## EXERCISE OBJECTIVE
Identify every line in the entries below that contains the string "door", and copy each of those lines in full.

## DATASET EXCERPTS
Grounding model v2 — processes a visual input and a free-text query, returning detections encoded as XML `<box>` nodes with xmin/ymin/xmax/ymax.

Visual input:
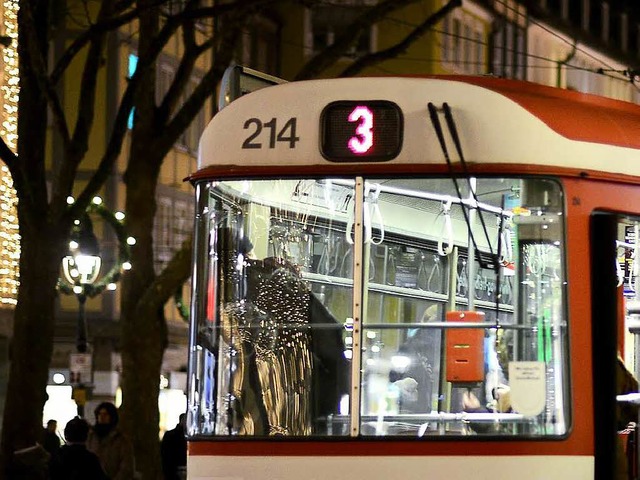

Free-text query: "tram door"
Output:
<box><xmin>591</xmin><ymin>211</ymin><xmax>640</xmax><ymax>480</ymax></box>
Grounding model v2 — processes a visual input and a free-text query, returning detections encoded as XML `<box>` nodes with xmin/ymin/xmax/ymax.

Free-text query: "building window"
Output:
<box><xmin>181</xmin><ymin>78</ymin><xmax>205</xmax><ymax>154</ymax></box>
<box><xmin>236</xmin><ymin>16</ymin><xmax>280</xmax><ymax>75</ymax></box>
<box><xmin>153</xmin><ymin>188</ymin><xmax>193</xmax><ymax>273</ymax></box>
<box><xmin>127</xmin><ymin>53</ymin><xmax>138</xmax><ymax>130</ymax></box>
<box><xmin>156</xmin><ymin>63</ymin><xmax>175</xmax><ymax>106</ymax></box>
<box><xmin>491</xmin><ymin>18</ymin><xmax>527</xmax><ymax>80</ymax></box>
<box><xmin>306</xmin><ymin>0</ymin><xmax>376</xmax><ymax>57</ymax></box>
<box><xmin>442</xmin><ymin>14</ymin><xmax>485</xmax><ymax>73</ymax></box>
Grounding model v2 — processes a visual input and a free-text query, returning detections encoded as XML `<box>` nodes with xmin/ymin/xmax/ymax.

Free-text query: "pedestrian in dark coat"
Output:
<box><xmin>50</xmin><ymin>417</ymin><xmax>108</xmax><ymax>480</ymax></box>
<box><xmin>160</xmin><ymin>413</ymin><xmax>187</xmax><ymax>480</ymax></box>
<box><xmin>87</xmin><ymin>402</ymin><xmax>135</xmax><ymax>480</ymax></box>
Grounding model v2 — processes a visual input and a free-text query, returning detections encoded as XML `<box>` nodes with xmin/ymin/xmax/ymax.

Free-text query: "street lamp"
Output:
<box><xmin>62</xmin><ymin>213</ymin><xmax>102</xmax><ymax>353</ymax></box>
<box><xmin>58</xmin><ymin>197</ymin><xmax>136</xmax><ymax>384</ymax></box>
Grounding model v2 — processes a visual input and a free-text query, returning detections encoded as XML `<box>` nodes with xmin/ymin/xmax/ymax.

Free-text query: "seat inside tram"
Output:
<box><xmin>189</xmin><ymin>176</ymin><xmax>571</xmax><ymax>438</ymax></box>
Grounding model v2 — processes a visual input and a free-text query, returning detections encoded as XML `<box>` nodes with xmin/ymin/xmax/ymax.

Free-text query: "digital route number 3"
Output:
<box><xmin>347</xmin><ymin>106</ymin><xmax>373</xmax><ymax>155</ymax></box>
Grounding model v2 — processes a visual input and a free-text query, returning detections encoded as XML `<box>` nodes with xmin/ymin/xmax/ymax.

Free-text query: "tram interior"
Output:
<box><xmin>190</xmin><ymin>176</ymin><xmax>571</xmax><ymax>438</ymax></box>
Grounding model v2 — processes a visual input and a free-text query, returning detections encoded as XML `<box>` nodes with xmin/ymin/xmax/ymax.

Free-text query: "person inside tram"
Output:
<box><xmin>389</xmin><ymin>304</ymin><xmax>440</xmax><ymax>413</ymax></box>
<box><xmin>218</xmin><ymin>225</ymin><xmax>348</xmax><ymax>435</ymax></box>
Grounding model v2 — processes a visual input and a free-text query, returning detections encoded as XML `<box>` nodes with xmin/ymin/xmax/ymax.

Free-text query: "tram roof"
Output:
<box><xmin>198</xmin><ymin>76</ymin><xmax>640</xmax><ymax>180</ymax></box>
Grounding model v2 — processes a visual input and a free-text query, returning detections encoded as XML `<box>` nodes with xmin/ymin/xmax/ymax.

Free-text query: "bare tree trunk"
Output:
<box><xmin>121</xmin><ymin>140</ymin><xmax>167</xmax><ymax>480</ymax></box>
<box><xmin>2</xmin><ymin>218</ymin><xmax>66</xmax><ymax>478</ymax></box>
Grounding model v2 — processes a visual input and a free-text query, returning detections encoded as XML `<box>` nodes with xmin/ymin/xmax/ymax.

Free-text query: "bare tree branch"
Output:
<box><xmin>0</xmin><ymin>138</ymin><xmax>18</xmax><ymax>171</ymax></box>
<box><xmin>295</xmin><ymin>0</ymin><xmax>418</xmax><ymax>80</ymax></box>
<box><xmin>49</xmin><ymin>0</ymin><xmax>140</xmax><ymax>85</ymax></box>
<box><xmin>339</xmin><ymin>0</ymin><xmax>462</xmax><ymax>77</ymax></box>
<box><xmin>72</xmin><ymin>1</ymin><xmax>111</xmax><ymax>158</ymax></box>
<box><xmin>23</xmin><ymin>3</ymin><xmax>71</xmax><ymax>151</ymax></box>
<box><xmin>50</xmin><ymin>0</ymin><xmax>268</xmax><ymax>85</ymax></box>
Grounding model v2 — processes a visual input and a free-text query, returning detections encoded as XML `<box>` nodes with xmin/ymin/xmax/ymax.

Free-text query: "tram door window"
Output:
<box><xmin>189</xmin><ymin>177</ymin><xmax>571</xmax><ymax>438</ymax></box>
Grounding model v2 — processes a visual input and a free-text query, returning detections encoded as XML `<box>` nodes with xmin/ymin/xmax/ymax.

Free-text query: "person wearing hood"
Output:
<box><xmin>87</xmin><ymin>402</ymin><xmax>134</xmax><ymax>480</ymax></box>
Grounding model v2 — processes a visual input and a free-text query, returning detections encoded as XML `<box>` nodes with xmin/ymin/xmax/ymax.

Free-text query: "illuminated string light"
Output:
<box><xmin>0</xmin><ymin>0</ymin><xmax>20</xmax><ymax>305</ymax></box>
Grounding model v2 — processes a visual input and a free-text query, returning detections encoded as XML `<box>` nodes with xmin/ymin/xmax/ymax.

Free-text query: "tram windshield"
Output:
<box><xmin>189</xmin><ymin>176</ymin><xmax>571</xmax><ymax>438</ymax></box>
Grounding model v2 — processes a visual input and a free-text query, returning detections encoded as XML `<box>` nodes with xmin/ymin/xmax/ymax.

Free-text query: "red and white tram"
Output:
<box><xmin>182</xmin><ymin>77</ymin><xmax>640</xmax><ymax>480</ymax></box>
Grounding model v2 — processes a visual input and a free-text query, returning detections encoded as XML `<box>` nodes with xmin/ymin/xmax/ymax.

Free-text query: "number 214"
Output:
<box><xmin>242</xmin><ymin>117</ymin><xmax>300</xmax><ymax>148</ymax></box>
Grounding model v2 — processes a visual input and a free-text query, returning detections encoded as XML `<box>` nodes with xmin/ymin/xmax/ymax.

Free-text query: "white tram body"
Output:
<box><xmin>187</xmin><ymin>77</ymin><xmax>640</xmax><ymax>480</ymax></box>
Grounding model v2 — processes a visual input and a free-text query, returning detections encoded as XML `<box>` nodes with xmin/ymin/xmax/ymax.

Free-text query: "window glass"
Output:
<box><xmin>189</xmin><ymin>178</ymin><xmax>570</xmax><ymax>439</ymax></box>
<box><xmin>360</xmin><ymin>179</ymin><xmax>568</xmax><ymax>437</ymax></box>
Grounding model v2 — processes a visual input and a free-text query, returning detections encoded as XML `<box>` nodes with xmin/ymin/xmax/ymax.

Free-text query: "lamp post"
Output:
<box><xmin>62</xmin><ymin>213</ymin><xmax>102</xmax><ymax>353</ymax></box>
<box><xmin>58</xmin><ymin>197</ymin><xmax>135</xmax><ymax>417</ymax></box>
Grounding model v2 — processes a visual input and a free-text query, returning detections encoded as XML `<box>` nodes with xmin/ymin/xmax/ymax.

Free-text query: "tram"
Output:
<box><xmin>187</xmin><ymin>76</ymin><xmax>640</xmax><ymax>480</ymax></box>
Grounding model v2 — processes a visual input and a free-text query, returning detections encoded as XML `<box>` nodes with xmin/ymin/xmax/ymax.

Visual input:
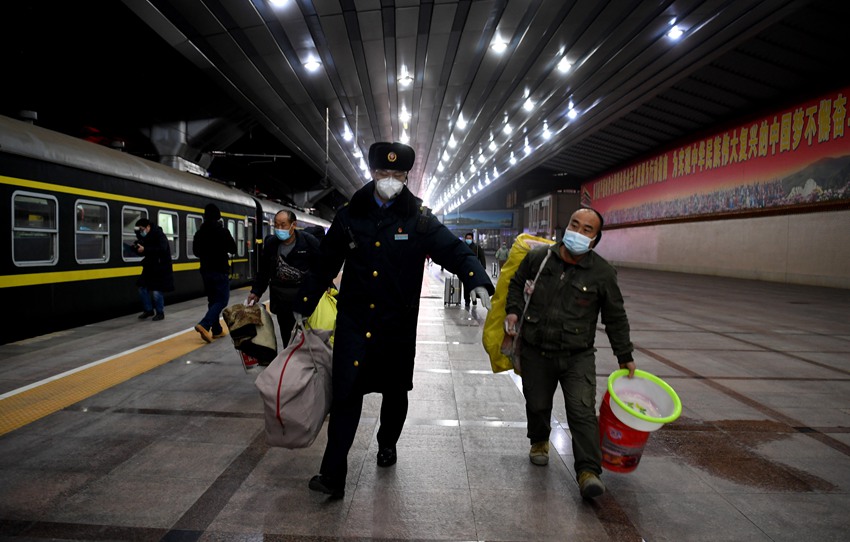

## SOLUTION TO THIS PROBLEM
Free-text query: "tram door"
Free-text query: "tram door window"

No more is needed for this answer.